• _WHAT THIS TASK INVOLVES_:
Return only the line that contains "Scan the image below and detect wooden" and each line after it, through the last line of the data below, copied exactly.

• _ENTRIES_:
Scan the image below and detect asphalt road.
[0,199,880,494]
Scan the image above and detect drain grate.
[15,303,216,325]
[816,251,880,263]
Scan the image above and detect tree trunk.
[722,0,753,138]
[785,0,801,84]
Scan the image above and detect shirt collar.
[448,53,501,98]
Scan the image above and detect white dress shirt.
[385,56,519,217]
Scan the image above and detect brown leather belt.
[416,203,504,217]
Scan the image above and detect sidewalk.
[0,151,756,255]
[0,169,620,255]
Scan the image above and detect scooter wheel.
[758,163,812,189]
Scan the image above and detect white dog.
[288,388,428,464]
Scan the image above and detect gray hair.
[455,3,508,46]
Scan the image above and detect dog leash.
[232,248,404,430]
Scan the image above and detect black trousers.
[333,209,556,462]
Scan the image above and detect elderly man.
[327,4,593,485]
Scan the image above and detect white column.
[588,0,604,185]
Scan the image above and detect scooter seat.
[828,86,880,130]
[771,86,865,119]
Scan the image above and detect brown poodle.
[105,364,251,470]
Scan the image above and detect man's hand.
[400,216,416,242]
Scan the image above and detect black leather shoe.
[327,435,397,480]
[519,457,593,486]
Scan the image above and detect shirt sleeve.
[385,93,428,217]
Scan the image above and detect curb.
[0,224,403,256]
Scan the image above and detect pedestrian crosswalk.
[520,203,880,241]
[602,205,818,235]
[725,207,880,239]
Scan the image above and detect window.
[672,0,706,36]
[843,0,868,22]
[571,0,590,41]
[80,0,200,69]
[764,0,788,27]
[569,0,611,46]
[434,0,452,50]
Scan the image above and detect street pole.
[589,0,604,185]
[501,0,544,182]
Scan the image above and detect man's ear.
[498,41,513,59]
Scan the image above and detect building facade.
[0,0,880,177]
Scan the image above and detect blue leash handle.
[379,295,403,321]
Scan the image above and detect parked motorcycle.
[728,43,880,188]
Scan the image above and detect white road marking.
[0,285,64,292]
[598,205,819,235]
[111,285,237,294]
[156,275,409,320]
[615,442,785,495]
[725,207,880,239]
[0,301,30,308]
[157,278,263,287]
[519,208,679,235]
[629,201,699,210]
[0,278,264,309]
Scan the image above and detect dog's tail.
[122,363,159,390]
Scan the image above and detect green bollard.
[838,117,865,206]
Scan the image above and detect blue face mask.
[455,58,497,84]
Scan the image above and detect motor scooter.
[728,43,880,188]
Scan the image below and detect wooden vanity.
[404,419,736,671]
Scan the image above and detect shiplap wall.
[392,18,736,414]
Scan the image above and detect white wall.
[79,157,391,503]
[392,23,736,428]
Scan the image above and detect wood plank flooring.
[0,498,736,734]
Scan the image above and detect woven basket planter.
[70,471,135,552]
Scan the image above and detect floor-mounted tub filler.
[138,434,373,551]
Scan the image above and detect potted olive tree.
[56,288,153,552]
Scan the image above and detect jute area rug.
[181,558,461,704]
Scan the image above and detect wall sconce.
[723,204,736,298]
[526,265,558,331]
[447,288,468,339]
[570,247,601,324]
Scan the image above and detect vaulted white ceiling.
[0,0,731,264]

• _EXPECTED ANSWER_:
Scan the image below and detect wooden vanity.
[404,419,736,671]
Scan the image above and detect shiplap wall.
[392,18,736,414]
Scan the image above and detect white wall.
[79,157,391,503]
[392,23,736,428]
Scan the image above and detect wood plank flooring.
[0,498,736,734]
Scan the image above and detect woven basket planter.
[70,471,135,552]
Scan the image above and detect floor-mounted tub filler.
[138,434,373,551]
Scan the image above and detect potted olive tree.
[56,288,153,552]
Scan the image above and detect jute area rug.
[181,558,461,704]
Scan the image above and detect wall sconce.
[723,204,736,298]
[526,265,558,331]
[447,288,468,339]
[570,247,601,324]
Scan the image above and detect vaulted white ceiling.
[0,0,731,264]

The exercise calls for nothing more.